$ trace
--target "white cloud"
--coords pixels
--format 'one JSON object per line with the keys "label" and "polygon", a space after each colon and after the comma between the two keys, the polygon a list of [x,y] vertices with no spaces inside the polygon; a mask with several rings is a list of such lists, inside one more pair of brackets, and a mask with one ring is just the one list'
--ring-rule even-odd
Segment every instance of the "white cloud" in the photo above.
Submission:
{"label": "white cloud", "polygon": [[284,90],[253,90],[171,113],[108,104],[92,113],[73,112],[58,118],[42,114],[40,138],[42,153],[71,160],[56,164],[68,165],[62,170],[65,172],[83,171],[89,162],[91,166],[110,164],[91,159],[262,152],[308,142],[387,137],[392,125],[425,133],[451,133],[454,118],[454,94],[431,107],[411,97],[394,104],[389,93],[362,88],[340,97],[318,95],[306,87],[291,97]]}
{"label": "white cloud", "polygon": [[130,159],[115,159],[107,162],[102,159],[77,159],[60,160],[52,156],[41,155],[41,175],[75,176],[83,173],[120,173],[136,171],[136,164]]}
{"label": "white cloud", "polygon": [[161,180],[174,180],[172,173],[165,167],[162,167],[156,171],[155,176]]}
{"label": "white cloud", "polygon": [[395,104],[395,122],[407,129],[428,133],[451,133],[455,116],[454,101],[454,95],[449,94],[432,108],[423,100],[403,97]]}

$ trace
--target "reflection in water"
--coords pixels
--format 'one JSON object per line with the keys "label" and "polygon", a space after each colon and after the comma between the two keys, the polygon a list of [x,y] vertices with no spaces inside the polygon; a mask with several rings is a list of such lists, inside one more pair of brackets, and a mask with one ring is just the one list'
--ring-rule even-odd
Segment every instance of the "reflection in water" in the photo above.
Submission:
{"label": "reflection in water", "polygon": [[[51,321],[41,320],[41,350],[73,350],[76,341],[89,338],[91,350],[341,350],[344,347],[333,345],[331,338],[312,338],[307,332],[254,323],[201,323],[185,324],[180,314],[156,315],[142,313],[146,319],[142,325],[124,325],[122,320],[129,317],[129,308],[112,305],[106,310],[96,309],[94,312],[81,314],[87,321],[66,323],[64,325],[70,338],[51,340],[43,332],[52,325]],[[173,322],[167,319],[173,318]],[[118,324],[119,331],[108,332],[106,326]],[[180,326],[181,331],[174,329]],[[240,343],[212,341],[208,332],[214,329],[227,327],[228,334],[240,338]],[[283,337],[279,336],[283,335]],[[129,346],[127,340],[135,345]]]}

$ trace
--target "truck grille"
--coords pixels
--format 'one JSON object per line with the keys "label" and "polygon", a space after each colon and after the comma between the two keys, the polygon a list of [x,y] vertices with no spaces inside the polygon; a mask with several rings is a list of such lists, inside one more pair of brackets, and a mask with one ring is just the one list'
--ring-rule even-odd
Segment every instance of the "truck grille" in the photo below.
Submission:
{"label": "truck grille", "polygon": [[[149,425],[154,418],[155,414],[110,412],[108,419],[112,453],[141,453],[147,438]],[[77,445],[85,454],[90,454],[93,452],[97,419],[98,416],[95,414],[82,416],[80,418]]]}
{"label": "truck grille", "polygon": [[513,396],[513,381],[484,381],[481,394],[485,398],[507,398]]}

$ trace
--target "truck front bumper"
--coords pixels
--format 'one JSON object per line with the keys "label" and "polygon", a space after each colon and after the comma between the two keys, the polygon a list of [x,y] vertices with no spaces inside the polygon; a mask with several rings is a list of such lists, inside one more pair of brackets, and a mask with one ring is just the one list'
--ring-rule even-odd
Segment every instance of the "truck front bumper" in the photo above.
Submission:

============

- **Exercise**
Send back all of the entries exactly, with nothing missing.

- **Answer to the problem**
$ trace
--target "white cloud"
--coords pixels
--format 'one JSON object per line with the keys "label" and "polygon", a space after each colon and after the comma between the two keys, the polygon a list of [x,y] vertices with no spaces inside the polygon; a mask with several rings is a list of such lists, inside one more pair of brackets, and a mask with one ring is just the one list'
--ring-rule even-odd
Segment every instance of the "white cloud" in the photo above.
Submission:
{"label": "white cloud", "polygon": [[284,90],[253,90],[171,113],[108,104],[92,113],[73,112],[58,118],[42,114],[40,138],[42,153],[71,160],[56,164],[68,165],[62,170],[65,172],[83,171],[89,162],[91,166],[110,164],[91,159],[262,152],[308,142],[387,137],[392,125],[425,133],[451,133],[454,118],[454,94],[431,107],[411,97],[394,104],[389,93],[362,88],[340,97],[318,95],[306,87],[291,97]]}
{"label": "white cloud", "polygon": [[130,159],[115,159],[107,162],[102,159],[77,159],[60,160],[52,156],[41,155],[41,175],[75,176],[83,173],[120,173],[136,171],[136,164]]}
{"label": "white cloud", "polygon": [[161,180],[174,180],[172,173],[165,167],[162,167],[156,171],[155,176]]}
{"label": "white cloud", "polygon": [[395,104],[395,122],[407,129],[428,133],[451,133],[455,116],[454,101],[454,95],[449,94],[432,108],[423,100],[403,97]]}

$ trace
--target "reflection in water"
--coords pixels
--format 'one JSON object per line with the keys "label" and "polygon", a space after each colon and after the comma between the two keys, the polygon a list of [x,y] vertices with no spaces inside the polygon; a mask with several rings is a list of such lists, inside one more pair of brackets, and a mask with one ring is just the one list'
--ring-rule even-odd
Segment every instance of the "reflection in water" in the photo above.
Submission:
{"label": "reflection in water", "polygon": [[[51,321],[41,320],[41,350],[73,350],[76,341],[89,338],[91,350],[341,350],[344,347],[333,345],[331,338],[312,338],[307,332],[254,323],[201,323],[185,324],[180,314],[156,315],[142,313],[146,319],[142,325],[124,325],[122,320],[129,317],[129,308],[112,305],[106,310],[96,309],[94,312],[81,314],[87,321],[66,323],[64,325],[70,338],[51,340],[43,332],[52,325]],[[173,322],[167,319],[173,318]],[[118,324],[119,331],[108,332],[106,326]],[[180,326],[181,331],[174,329]],[[240,343],[212,341],[208,332],[214,329],[227,327],[228,334],[240,338]],[[283,337],[279,336],[283,335]],[[129,346],[127,340],[135,345]]]}

$ trace
--target "truck grille"
--coords pixels
--format 'one JSON object per line with the keys "label" and "polygon", a space after each colon and after the comma between the two keys, the polygon a list of [x,y] vertices with no spaces inside the polygon; a mask with several rings is a list of such lists, inside one more pair of brackets, and a mask with one ring is just the one list'
--ring-rule even-odd
Segment every instance of the "truck grille" in the photo below.
Submission:
{"label": "truck grille", "polygon": [[[149,425],[154,418],[155,414],[110,412],[108,419],[112,453],[141,453],[147,438]],[[77,445],[85,454],[90,454],[93,452],[97,419],[98,416],[95,414],[82,416],[80,418]]]}
{"label": "truck grille", "polygon": [[513,396],[513,381],[484,381],[481,394],[485,398],[507,398]]}

$ trace
--target "truck front bumper"
--coords pixels
--format 'one JSON object per line with the keys "label" and "polygon", a space after each colon and after the comma between the two keys, the polygon a list of [x,y] vertices with no spaces inside the polygon; a mask with several rings is a list of such lists, inside one more pair of brackets, and a mask with one ring is just the one list'
--ring-rule even-odd
Segment every instance of the "truck front bumper" in the photo above.
Submission:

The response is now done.